[Records from a data source]
>> Start

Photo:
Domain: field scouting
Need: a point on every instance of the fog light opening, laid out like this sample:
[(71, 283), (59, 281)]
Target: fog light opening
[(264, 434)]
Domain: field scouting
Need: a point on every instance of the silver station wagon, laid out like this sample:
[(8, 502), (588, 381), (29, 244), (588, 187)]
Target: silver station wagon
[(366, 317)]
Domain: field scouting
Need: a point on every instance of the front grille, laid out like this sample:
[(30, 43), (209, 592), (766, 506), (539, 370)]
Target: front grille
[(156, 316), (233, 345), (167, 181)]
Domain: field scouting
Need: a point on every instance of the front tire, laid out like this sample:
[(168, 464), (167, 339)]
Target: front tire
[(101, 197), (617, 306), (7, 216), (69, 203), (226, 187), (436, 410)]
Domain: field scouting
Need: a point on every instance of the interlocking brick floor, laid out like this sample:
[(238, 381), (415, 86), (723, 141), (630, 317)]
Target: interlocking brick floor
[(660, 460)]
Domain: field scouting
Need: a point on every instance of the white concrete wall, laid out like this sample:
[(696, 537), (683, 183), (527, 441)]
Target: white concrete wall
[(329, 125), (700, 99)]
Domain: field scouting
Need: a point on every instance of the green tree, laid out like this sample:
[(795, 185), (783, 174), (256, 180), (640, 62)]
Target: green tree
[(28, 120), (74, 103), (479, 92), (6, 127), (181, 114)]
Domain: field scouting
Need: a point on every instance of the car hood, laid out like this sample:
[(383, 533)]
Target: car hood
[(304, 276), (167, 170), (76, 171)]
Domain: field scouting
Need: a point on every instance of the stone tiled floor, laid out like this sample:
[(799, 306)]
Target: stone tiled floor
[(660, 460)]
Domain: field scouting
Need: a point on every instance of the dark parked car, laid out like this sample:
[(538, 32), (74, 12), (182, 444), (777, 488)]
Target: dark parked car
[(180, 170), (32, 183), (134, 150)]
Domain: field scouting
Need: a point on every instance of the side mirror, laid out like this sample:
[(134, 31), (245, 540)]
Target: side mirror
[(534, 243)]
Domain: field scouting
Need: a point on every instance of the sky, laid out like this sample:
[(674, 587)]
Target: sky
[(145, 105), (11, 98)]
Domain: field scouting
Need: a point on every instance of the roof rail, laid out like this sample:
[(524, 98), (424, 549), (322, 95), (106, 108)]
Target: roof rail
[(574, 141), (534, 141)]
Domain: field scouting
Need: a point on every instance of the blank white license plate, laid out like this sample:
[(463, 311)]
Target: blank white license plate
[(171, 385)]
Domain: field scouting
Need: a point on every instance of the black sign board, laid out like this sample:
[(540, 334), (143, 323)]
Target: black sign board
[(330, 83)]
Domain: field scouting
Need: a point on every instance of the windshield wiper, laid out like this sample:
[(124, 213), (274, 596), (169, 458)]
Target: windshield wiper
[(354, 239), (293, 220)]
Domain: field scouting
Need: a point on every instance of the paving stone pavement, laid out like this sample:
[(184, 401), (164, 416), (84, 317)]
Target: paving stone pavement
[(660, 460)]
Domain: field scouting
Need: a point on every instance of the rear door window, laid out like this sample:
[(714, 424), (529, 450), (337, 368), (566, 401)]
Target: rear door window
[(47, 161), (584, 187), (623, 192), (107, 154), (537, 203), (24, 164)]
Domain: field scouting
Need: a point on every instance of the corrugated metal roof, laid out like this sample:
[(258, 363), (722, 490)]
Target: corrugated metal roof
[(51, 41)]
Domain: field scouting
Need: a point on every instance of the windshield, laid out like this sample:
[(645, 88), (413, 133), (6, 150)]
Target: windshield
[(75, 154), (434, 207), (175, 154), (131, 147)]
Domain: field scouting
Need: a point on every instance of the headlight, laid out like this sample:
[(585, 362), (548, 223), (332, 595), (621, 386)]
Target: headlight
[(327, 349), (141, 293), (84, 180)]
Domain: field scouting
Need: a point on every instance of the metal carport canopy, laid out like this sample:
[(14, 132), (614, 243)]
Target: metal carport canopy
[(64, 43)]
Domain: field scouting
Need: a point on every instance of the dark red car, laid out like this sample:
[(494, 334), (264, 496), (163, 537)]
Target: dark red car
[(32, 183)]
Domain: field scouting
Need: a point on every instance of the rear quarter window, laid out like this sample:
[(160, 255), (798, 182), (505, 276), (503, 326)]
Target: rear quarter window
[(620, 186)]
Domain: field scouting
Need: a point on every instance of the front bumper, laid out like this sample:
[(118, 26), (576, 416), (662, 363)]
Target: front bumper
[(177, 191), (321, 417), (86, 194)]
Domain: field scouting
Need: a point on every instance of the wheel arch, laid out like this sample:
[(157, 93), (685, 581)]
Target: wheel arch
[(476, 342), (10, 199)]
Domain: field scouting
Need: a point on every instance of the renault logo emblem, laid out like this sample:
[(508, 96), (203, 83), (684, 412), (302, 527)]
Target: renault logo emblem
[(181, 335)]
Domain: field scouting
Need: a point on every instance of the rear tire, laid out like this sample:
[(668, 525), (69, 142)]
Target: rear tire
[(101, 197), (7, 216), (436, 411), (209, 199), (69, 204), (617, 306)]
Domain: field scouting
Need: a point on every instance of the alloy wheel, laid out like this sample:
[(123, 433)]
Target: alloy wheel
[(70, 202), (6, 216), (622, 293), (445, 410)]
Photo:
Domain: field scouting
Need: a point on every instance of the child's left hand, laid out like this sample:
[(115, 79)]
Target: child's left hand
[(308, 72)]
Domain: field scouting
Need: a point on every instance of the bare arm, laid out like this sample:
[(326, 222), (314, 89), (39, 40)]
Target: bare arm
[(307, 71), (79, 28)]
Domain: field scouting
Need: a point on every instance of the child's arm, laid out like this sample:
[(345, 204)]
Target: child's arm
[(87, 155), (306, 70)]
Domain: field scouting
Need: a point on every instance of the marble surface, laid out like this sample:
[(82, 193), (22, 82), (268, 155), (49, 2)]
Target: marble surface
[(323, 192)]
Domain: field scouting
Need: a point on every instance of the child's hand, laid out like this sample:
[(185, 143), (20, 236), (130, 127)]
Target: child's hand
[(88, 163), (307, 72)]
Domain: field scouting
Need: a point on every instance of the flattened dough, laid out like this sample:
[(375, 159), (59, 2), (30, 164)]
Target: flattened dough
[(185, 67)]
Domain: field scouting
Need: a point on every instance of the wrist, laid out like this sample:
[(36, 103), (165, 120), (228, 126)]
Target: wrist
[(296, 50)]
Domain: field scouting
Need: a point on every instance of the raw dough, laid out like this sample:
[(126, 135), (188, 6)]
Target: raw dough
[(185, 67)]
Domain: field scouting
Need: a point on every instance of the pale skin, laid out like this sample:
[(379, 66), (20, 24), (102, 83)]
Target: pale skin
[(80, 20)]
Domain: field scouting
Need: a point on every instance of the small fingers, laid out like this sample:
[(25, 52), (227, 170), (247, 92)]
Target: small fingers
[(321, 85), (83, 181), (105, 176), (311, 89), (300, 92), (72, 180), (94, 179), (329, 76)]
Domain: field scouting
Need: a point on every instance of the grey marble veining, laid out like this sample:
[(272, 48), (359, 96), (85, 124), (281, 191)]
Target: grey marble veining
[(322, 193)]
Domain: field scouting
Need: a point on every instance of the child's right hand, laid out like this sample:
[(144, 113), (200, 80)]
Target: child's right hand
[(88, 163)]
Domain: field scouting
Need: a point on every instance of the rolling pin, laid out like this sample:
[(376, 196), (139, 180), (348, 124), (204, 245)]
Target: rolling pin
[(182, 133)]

>> End

Task to carry out
Duplicate all of the data above line for line, changing nothing.

Written answer
Photo:
Domain: field scouting
Need: a point on every instance of the fog light opening, laid out like this sample:
[(71, 283), (59, 281)]
Target: fog light opening
[(264, 434)]
Domain: field scouting
Need: a point on every instance of the silver station wagon, laid out like this sample:
[(8, 502), (588, 381), (29, 244), (588, 187)]
Target: silver station wagon
[(366, 317)]
Domain: field scouting
Need: a point on every instance of the front grille, laid out like this sample:
[(30, 43), (209, 592), (766, 506), (539, 370)]
Target: front grille
[(156, 316), (233, 345), (167, 181)]
Domain: field scouting
Need: a point on every instance of the front tire, laid out like this sample:
[(168, 464), (167, 339)]
Target: front tire
[(101, 197), (617, 306), (7, 216), (69, 203), (226, 187), (436, 410)]
Domain: field scouting
Need: a point on every instance of the interlocking brick floor, laid out like this sample:
[(238, 381), (415, 86), (723, 141), (630, 317)]
Target: interlocking brick floor
[(660, 460)]
Domain: field scouting
Need: a point on every instance of the white concrete wall, laid out like this sample:
[(696, 537), (683, 183), (527, 441)]
Target: white concrete wall
[(329, 125), (700, 99)]
Domain: field scouting
Need: a point on every instance of the green tree, laid out like this sample:
[(795, 185), (783, 174), (256, 180), (640, 62)]
Target: green tree
[(28, 120), (74, 103), (479, 92), (6, 127), (181, 114)]
Domain: field scouting
Need: a point on every instance of the car hood, laid out like this sample:
[(383, 533)]
Target: car hood
[(304, 276), (167, 170), (76, 171)]
Domain: field scouting
Need: a point on every instance of the stone tiled floor, laid out like this sample:
[(799, 306)]
Target: stone tiled floor
[(660, 460)]
Domain: field scouting
Need: a point on every instance of the dark parked car, laid out like this sample:
[(538, 32), (74, 12), (182, 444), (777, 488)]
Target: dark parked car
[(180, 170), (32, 183), (134, 150)]
Domain: field scouting
Need: a point on every instance of the side mirror, laid out like this sample:
[(134, 31), (245, 540)]
Target: side mirror
[(534, 243)]
Domain: field scouting
Need: a point on every instance of the sky, laid out like this sample:
[(674, 587)]
Target: sky
[(145, 105), (11, 98)]
Domain: field scouting
Need: a point on every instance of the roof rail, laid out like this sample:
[(524, 98), (424, 549), (322, 95), (106, 108)]
Target: roof rail
[(574, 141), (534, 141)]
Domain: field scouting
Need: a point on every instance of the blank white license plate, laid out like this sample:
[(463, 311)]
Target: blank white license plate
[(171, 385)]
Domain: field scouting
Need: a point on every instance of the black sign board, laid out like this sample:
[(540, 334), (143, 323)]
Target: black sign board
[(330, 83)]
Domain: field scouting
Need: a point on every instance of the windshield wiper, laid out like this sample:
[(124, 213), (274, 596), (169, 458)]
Target: windshield wiper
[(354, 239), (293, 220)]
Domain: field scouting
Need: a point on every instance of the paving stone pavement, laid out like this sample:
[(184, 401), (164, 416), (84, 317)]
Target: paving stone pavement
[(660, 460)]
Domain: field scouting
Need: a point on every instance of the rear door window, laid out like this sample:
[(714, 424), (529, 450), (337, 368), (566, 401)]
Target: rear door window
[(47, 161), (584, 187), (623, 192), (107, 154), (537, 203), (24, 164)]
Domain: field scouting
Need: a point on every instance of the corrugated metal roof, laid out like this sample:
[(258, 363), (722, 490)]
Target: corrugated metal roof
[(51, 41)]
Domain: field scouting
Need: a point on every instance of the windshield, laid out like this sample:
[(645, 88), (413, 133), (6, 150)]
Target: windshield
[(75, 154), (434, 207), (175, 154), (131, 147)]
Domain: field scouting
Need: a point on every instance of the headlight, laid out like this sample:
[(585, 362), (548, 223), (332, 595), (621, 386)]
Target: headlight
[(327, 349), (141, 293), (84, 180)]
Domain: field scouting
Need: a point on every instance of the metal carport canopy, laid out like this sample:
[(14, 132), (614, 243)]
Target: metal carport canopy
[(64, 43)]
Domain: field scouting
Need: a point on every instance of the dark red car, laid out like this sample:
[(494, 334), (264, 496), (163, 537)]
Target: dark red car
[(32, 183)]
Domain: field scouting
Need: a point on every instance of the rear quarter window, laid out like this sample:
[(160, 255), (798, 182), (505, 276), (503, 326)]
Target: rear quarter window
[(620, 186)]
Domain: field scouting
Need: a point on every instance of the front bumper, laid out like this sample:
[(118, 26), (576, 416), (662, 363)]
Target: front bumper
[(177, 191), (321, 417), (86, 194)]
Domain: field scouting
Need: a point on every instance of the wheel arch, laid out like this sample:
[(157, 93), (685, 581)]
Target: wheel arch
[(476, 342), (10, 199)]
Domain: field scouting
Need: a point on every instance of the renault logo emblem, laid out like this sample:
[(508, 96), (203, 83), (684, 412), (302, 527)]
Target: renault logo emblem
[(181, 335)]
Domain: field scouting
Need: a point on every instance of the rear tire, laid out like this sample:
[(668, 525), (69, 142)]
Target: rear tire
[(101, 197), (7, 216), (436, 411), (209, 199), (69, 204), (617, 306)]
Domain: field scouting
Need: a point on every instance of the alloy wheel, laid out like this sample:
[(123, 433)]
Target: alloy wheel
[(70, 202), (6, 216), (622, 293), (445, 410)]
Photo:
Domain: field scouting
Need: a point on every instance of the child's left hand, laid out like this sample:
[(115, 79)]
Target: child's left hand
[(308, 72)]
Domain: field scouting
Need: a point on every instance of the bare arm, laid out like this sample:
[(326, 222), (314, 89), (39, 40)]
Target: bare arm
[(307, 71), (79, 28)]
Domain: field scouting
Need: a point on every instance of the child's arm, laid out like this sample:
[(345, 204)]
Target: child's arm
[(87, 155), (306, 70)]
Domain: field scouting
Need: a point on every instance of the marble surface, laid out like this sample:
[(82, 193), (22, 82), (268, 155), (49, 2)]
Target: marble surface
[(323, 192)]
Domain: field scouting
Need: a point on every instance of the child's hand, laid out like this sample:
[(185, 143), (20, 236), (130, 127)]
Target: child's hand
[(88, 163), (307, 72)]
Domain: field scouting
Need: a point on every instance of the flattened dough, laid out like this sample:
[(375, 159), (59, 2), (30, 164)]
Target: flattened dough
[(185, 67)]
Domain: field scouting
Need: a point on every instance of the wrist, laid out like this sample:
[(36, 103), (165, 120), (228, 126)]
Target: wrist
[(296, 50)]
Domain: field scouting
Need: a point on every instance of the raw dough, laid out like this sample:
[(126, 135), (188, 6)]
Target: raw dough
[(185, 67)]
Domain: field scouting
Need: a point on every instance of the pale skin, laid out like this sample:
[(379, 66), (20, 24), (102, 83)]
Target: pale skin
[(80, 20)]
Domain: field scouting
Need: a point on every instance of the small fingers, laid out like this sample:
[(25, 52), (227, 170), (247, 92)]
Target: small fingers
[(321, 85), (83, 181), (105, 176), (311, 89), (300, 92), (72, 180), (94, 179), (329, 76)]
Domain: field scouting
Need: a point on every instance of the grey marble veining, laid out like this sample:
[(272, 48), (359, 96), (85, 124), (281, 191)]
Target: grey marble veining
[(322, 193)]
Domain: field scouting
Need: a point on every instance of the child's right hand, laid out like this sample:
[(144, 113), (200, 80)]
Target: child's right hand
[(88, 163)]
Domain: field scouting
Need: a point on every instance of the rolling pin, laid out like this sample:
[(376, 196), (139, 180), (348, 124), (204, 245)]
Target: rolling pin
[(182, 133)]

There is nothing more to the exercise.